■ **Work item**
Copy out each line of the data that includes the string "beam".

■ **Data supplied**
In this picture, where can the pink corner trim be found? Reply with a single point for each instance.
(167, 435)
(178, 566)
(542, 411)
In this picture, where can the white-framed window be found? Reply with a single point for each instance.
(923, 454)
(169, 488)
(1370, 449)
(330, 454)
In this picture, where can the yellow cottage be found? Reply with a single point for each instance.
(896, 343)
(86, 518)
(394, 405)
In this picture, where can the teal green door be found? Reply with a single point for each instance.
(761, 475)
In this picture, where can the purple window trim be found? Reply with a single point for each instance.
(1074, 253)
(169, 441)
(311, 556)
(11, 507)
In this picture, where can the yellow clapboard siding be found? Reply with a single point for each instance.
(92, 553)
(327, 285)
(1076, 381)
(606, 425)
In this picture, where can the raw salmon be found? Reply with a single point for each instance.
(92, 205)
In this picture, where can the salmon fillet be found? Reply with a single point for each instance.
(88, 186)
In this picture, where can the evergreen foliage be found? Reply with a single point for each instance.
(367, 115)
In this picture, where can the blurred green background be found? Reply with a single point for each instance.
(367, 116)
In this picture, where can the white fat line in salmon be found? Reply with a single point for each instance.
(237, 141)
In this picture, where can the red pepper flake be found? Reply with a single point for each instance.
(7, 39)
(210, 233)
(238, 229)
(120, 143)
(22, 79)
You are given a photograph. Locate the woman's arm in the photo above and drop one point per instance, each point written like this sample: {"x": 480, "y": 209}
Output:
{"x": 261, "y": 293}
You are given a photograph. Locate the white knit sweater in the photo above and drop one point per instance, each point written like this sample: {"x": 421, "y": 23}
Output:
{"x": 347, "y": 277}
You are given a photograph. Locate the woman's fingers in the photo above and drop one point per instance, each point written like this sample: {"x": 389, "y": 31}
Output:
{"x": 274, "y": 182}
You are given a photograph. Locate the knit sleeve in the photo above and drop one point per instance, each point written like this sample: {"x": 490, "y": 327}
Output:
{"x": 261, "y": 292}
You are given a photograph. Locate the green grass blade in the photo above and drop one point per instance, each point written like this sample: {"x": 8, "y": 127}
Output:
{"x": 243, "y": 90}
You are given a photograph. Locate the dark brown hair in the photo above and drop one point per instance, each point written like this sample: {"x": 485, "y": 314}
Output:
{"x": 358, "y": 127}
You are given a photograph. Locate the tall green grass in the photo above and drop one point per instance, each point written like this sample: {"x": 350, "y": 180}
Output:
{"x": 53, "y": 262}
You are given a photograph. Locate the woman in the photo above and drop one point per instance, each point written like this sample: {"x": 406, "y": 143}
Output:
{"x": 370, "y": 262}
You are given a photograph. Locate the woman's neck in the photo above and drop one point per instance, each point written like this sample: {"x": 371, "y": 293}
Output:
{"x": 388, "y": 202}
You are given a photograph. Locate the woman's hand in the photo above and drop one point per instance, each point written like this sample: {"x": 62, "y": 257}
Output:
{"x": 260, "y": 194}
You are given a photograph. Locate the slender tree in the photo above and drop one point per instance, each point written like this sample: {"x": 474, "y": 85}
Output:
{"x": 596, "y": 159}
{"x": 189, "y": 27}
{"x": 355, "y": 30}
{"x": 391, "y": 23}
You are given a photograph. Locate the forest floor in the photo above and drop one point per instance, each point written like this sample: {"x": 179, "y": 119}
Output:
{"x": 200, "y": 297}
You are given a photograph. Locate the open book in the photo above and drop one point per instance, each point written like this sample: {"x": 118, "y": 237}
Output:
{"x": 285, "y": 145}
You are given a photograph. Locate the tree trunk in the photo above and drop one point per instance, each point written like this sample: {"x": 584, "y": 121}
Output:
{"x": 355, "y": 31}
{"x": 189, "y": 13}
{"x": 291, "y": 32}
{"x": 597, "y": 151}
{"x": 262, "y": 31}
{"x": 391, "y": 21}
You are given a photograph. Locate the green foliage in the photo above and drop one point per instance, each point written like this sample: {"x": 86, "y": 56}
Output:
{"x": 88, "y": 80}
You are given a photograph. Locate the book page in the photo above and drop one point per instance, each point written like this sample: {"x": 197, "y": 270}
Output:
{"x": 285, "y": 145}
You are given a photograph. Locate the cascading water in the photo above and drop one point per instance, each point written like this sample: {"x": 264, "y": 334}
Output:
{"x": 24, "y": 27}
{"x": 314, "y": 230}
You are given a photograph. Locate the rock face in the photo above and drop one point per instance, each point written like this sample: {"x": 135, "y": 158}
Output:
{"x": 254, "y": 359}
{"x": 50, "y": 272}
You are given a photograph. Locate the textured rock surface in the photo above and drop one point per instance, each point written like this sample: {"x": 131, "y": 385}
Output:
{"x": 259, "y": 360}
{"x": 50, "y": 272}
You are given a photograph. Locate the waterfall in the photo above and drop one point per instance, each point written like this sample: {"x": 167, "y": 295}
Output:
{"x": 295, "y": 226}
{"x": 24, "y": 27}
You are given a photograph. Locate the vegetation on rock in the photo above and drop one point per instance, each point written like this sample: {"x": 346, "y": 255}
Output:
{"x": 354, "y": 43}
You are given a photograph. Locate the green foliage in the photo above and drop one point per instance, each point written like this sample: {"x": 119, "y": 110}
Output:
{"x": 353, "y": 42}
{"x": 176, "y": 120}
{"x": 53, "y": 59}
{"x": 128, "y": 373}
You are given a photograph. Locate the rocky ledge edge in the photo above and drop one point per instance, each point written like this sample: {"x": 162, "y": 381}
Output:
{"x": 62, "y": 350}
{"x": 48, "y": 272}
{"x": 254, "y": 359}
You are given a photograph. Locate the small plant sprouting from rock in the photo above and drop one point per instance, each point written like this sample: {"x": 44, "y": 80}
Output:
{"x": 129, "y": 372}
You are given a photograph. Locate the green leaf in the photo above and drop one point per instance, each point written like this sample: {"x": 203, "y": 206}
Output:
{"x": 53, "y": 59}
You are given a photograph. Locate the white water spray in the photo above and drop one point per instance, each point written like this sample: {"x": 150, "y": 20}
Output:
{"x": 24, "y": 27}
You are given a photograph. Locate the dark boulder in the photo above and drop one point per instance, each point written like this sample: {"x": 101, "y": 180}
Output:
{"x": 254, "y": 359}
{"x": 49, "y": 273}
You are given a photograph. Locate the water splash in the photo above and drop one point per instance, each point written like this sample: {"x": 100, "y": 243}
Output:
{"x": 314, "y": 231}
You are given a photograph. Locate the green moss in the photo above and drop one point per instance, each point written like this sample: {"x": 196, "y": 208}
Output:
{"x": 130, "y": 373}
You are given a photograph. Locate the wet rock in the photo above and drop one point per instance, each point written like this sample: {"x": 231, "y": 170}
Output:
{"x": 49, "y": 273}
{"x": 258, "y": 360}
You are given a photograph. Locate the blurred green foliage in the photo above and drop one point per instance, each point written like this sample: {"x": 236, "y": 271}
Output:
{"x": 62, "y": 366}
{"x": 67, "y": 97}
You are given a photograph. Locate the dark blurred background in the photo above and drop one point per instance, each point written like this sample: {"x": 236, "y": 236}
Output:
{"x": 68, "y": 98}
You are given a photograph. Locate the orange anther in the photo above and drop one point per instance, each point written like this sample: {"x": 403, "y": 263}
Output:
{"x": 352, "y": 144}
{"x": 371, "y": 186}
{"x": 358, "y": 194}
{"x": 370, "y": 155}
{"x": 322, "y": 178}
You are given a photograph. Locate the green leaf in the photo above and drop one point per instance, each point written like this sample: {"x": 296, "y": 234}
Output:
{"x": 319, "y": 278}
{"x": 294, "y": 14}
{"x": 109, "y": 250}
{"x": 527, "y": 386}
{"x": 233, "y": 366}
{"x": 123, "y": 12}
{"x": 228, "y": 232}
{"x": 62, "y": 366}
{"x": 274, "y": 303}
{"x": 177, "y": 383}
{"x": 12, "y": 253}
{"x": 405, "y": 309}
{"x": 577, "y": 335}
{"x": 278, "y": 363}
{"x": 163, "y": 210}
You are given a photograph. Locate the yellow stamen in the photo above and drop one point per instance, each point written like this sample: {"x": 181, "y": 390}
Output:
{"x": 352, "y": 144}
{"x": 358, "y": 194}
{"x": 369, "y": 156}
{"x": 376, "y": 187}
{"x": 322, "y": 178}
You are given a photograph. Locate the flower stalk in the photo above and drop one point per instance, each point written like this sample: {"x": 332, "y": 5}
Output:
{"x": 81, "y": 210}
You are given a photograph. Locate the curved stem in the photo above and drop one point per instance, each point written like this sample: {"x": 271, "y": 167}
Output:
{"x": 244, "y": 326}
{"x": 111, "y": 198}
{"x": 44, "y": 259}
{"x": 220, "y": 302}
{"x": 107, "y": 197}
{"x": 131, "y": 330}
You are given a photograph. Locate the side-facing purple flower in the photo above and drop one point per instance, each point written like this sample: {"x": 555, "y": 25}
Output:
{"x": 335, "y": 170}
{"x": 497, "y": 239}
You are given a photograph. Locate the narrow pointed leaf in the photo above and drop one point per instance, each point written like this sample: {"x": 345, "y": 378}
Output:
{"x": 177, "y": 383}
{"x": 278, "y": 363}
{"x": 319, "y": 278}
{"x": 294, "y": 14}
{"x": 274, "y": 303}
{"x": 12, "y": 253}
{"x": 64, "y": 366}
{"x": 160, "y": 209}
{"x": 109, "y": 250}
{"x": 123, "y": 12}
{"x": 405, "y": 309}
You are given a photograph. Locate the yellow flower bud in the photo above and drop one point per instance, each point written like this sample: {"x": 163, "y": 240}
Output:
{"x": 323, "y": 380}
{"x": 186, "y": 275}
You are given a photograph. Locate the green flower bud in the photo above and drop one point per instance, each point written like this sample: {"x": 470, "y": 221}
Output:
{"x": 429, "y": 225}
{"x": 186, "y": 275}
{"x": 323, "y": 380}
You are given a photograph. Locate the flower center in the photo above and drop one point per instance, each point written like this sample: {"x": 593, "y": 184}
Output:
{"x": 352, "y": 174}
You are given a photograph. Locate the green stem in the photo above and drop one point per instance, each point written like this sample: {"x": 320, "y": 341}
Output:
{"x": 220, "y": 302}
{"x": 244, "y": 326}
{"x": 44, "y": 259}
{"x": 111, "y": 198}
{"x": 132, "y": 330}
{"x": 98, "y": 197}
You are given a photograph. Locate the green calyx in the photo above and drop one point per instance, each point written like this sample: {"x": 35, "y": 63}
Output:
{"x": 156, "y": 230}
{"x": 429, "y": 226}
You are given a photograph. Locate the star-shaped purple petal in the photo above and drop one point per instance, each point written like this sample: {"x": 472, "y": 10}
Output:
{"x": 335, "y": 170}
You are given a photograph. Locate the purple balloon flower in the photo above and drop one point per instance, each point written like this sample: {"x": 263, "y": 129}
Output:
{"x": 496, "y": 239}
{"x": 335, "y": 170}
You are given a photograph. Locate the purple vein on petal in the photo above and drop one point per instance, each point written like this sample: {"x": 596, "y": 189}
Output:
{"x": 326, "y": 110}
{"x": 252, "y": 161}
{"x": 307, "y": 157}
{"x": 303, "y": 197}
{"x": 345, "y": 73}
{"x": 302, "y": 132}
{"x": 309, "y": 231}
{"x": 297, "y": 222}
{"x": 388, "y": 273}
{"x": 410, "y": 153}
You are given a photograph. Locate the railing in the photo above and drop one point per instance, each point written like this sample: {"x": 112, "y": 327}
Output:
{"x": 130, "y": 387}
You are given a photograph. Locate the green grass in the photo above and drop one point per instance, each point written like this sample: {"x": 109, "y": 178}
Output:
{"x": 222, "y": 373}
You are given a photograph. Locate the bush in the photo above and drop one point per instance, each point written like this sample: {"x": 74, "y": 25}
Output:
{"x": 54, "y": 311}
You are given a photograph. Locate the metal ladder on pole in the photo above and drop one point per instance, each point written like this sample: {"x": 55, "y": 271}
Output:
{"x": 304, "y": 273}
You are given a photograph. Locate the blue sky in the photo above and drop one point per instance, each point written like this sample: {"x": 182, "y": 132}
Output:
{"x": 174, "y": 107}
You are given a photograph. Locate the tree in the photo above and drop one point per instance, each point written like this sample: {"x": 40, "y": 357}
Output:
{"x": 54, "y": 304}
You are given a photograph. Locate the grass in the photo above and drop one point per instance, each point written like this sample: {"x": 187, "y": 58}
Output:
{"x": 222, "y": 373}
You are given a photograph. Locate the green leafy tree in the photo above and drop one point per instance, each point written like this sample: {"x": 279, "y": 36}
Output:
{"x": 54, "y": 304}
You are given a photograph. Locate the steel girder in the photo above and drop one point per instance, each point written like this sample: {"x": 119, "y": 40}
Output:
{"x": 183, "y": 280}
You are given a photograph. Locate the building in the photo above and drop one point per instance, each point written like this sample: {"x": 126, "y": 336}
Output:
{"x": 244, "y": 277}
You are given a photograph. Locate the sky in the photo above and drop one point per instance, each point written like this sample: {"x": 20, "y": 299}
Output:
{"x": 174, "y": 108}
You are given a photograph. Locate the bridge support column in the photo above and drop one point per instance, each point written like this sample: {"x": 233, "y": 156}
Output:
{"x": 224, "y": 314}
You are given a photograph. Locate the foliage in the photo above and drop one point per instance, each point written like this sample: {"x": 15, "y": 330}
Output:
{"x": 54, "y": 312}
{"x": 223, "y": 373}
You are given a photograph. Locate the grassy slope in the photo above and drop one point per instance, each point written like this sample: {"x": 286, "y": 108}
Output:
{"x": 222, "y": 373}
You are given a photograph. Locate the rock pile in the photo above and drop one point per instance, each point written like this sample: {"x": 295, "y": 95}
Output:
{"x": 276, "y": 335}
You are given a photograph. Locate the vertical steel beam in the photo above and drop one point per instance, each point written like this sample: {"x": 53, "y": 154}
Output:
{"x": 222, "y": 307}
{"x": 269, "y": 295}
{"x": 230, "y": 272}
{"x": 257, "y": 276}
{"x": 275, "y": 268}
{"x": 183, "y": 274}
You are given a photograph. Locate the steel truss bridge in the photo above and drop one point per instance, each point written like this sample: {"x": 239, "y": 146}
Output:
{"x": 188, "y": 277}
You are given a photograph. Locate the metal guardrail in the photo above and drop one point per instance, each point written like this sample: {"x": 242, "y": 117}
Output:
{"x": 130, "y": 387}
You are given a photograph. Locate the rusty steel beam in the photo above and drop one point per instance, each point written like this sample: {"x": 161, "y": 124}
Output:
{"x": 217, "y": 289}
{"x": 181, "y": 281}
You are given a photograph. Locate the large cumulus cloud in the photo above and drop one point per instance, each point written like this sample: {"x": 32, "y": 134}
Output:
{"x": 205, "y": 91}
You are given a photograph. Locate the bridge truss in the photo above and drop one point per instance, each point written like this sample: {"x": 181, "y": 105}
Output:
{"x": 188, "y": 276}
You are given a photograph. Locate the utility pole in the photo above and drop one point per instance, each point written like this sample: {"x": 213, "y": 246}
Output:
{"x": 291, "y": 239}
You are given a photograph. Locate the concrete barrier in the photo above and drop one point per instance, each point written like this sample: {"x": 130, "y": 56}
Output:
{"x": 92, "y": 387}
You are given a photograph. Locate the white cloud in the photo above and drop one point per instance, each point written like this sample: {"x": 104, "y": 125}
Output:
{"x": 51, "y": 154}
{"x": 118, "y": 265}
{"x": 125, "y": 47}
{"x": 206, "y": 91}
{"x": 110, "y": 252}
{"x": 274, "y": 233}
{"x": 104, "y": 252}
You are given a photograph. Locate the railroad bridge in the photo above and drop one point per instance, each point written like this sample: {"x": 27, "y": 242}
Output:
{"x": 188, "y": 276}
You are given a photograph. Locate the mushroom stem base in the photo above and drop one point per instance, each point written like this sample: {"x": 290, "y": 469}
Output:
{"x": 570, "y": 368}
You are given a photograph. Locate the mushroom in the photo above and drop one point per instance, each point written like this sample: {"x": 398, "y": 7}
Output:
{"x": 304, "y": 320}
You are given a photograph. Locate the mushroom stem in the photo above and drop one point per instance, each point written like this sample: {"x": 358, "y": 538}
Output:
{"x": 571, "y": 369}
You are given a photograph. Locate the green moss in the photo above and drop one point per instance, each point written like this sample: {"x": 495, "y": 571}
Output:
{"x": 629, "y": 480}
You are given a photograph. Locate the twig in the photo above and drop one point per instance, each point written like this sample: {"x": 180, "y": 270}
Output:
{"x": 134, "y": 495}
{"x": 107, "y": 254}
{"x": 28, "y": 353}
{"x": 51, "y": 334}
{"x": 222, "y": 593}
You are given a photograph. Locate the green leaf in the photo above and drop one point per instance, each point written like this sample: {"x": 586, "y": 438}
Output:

■ **Output of the exercise**
You are given a photograph. Locate the vertical steel beam in the photo above and drop one point per instance, each point written like this sample: {"x": 53, "y": 154}
You are given a photograph. Locate the rusty steel beam in the photo above and drop one point per instance, each point written like this sample: {"x": 161, "y": 124}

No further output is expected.